Estratto della fonte:

Dei quattro lungometraggi presenti nel set di DVD Treasures III, il più – e più immeritatamente – dimenticato è The Soul of Youth. Il suo regista, William Desmond Taylor, è ora ricordato soprattutto per il delitto che nel febbraio del 1922 pose fine alla sua vita e che è rimasto a tutt’oggi irrisolto. Questo lungometraggio del 1920 rimane ad attestare che Hollywood perse allora un uomo di talento nel pieno vigore della maturità. È un film che, raccontando la storia di un ragazzo, affronta una serie di istanze sociali – figli non voluti, orfanotrofi gestiti senza amore, giovani sbandati che vivono in strada – trovando alla fine una soluzione grazie a un’istituzione relativamente nuova come quella dei tribunali minorili.
All’epoca Taylor era noto per tre adattamenti di Mark Twain – Tom Sawyer (1917), Huck and Tom (1918) e Huckleberry Finn (1920) – tutti sceneggiati da Julia Crawford Ivers, regista di alcuni fra i primi lungometraggi e madre dell’inventivo operatore di The Soul of Youth, James Van Trees. La storia da lei scritta per The Soul of Youth fu considerata dal Moving Picture World “praticamente la prima risposta alla domanda di soggetti cinematografici originali rivolti ai giovani”. Il sedicenne Lewis Sargent, interprete del ruolo eponimo di Huckleberry Finn, è anche qui il protagonista e sa tenere il film insieme senza ruffianerie iperattive. Ma il nome più celebre del cast non veniva da Hollywood: come scrisse Variety, “il vero atout del film è la presenza in varie scene del giudice Lindsey di Denver, noto in tutto il paese per il suo operato a favore dei giovani”.

Consegne dell'esercizio:
a) Rispondere alle seguenti domande sul brano dedicato a The Soul of Youth:
(i) In quale anno è uscito il lungometraggio The Soul of Youth?
(ii) Chi sceneggiò i tre adattamenti di Mark Twain diretti da Taylor?
(iii) Quanti anni aveva Lewis Sargent?
b) Indicare tutti i titoli di film menzionati nel brano dedicato a The Soul of Youth.
c) Trascrivere fedelmente la parte del brano dedicato a The Soul of Youth che comincia con "Dei quattro lungometraggi" e prosegue fino a "dei tribunali minorili.".

Record memorizzati:

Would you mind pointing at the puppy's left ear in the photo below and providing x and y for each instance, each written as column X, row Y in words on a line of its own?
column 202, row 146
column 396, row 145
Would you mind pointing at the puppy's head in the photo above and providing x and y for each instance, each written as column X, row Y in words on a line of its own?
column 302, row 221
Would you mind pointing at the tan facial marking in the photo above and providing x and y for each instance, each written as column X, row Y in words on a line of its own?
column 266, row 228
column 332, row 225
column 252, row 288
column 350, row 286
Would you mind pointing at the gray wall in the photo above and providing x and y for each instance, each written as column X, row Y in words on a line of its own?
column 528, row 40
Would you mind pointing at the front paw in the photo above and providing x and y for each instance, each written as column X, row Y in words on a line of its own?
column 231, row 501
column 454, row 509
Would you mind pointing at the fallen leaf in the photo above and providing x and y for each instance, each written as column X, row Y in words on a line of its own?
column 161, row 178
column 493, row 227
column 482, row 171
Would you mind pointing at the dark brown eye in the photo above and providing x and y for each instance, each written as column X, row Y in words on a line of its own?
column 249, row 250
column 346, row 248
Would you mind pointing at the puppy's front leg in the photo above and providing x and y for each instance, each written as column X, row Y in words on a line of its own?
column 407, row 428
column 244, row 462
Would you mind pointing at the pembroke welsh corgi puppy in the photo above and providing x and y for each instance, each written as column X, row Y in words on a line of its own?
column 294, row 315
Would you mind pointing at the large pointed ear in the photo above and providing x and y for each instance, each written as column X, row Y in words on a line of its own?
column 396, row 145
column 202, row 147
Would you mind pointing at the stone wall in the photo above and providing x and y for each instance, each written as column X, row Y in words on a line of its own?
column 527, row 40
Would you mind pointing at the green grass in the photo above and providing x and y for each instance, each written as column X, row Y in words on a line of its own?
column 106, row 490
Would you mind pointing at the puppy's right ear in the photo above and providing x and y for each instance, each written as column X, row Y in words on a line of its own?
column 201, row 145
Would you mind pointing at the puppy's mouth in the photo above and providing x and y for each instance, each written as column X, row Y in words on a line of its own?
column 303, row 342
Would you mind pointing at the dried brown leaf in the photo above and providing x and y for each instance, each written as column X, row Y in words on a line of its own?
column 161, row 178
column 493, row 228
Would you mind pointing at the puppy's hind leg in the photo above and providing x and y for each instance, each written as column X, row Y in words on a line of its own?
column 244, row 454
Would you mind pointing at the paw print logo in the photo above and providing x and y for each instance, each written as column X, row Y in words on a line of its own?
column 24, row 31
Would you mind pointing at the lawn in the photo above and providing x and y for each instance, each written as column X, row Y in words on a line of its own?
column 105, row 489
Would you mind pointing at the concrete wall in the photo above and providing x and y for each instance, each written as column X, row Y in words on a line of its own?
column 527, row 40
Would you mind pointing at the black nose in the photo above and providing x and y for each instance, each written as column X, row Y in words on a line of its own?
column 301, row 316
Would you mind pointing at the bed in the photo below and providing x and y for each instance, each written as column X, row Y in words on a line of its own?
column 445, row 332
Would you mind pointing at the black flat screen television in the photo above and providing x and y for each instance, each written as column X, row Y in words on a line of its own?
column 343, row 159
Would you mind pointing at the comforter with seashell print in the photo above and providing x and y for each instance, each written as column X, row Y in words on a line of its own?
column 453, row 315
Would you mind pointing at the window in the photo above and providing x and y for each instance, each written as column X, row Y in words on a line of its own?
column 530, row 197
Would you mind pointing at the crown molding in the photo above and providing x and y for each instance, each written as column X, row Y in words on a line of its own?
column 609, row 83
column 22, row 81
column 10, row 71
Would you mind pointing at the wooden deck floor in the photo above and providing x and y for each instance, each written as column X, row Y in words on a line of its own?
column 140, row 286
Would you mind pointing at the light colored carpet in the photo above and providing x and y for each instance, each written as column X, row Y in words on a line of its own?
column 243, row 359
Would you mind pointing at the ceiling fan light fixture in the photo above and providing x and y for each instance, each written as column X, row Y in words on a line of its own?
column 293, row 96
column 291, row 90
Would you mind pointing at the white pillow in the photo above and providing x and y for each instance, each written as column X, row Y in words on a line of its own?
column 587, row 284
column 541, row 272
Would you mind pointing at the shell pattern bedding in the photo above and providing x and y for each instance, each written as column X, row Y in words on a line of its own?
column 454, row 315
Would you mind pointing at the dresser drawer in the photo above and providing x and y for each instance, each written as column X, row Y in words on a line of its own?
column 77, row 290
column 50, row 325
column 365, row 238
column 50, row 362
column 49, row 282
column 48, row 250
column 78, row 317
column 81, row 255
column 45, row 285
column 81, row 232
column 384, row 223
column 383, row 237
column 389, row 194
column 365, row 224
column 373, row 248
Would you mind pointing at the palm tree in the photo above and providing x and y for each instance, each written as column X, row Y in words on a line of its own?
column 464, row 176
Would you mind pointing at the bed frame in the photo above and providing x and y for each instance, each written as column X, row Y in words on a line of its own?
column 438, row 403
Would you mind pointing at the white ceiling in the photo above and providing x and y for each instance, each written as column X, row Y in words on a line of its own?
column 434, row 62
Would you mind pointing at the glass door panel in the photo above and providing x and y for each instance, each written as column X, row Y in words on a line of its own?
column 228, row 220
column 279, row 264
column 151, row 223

Risposte scritte:
a)
(i) Nel 1920.
(ii) Julia Crawford Ivers.
(iii) Sedici anni.

b)
The Soul of Youth
Tom Sawyer
Huck and Tom
Huckleberry Finn

c)
Dei quattro lungometraggi presenti nel set di DVD Treasures III, il più – e più immeritatamente – dimenticato è The Soul of Youth. Il suo regista, William Desmond Taylor, è ora ricordato soprattutto per il delitto che nel febbraio del 1922 pose fine alla sua vita e che è rimasto a tutt’oggi irrisolto. Questo lungometraggio del 1920 rimane ad attestare che Hollywood perse allora un uomo di talento nel pieno vigore della maturità. È un film che, raccontando la storia di un ragazzo, affronta una serie di istanze sociali – figli non voluti, orfanotrofi gestiti senza amore, giovani sbandati che vivono in strada – trovando alla fine una soluzione grazie a un’istituzione relativamente nuova come quella dei tribunali minorili.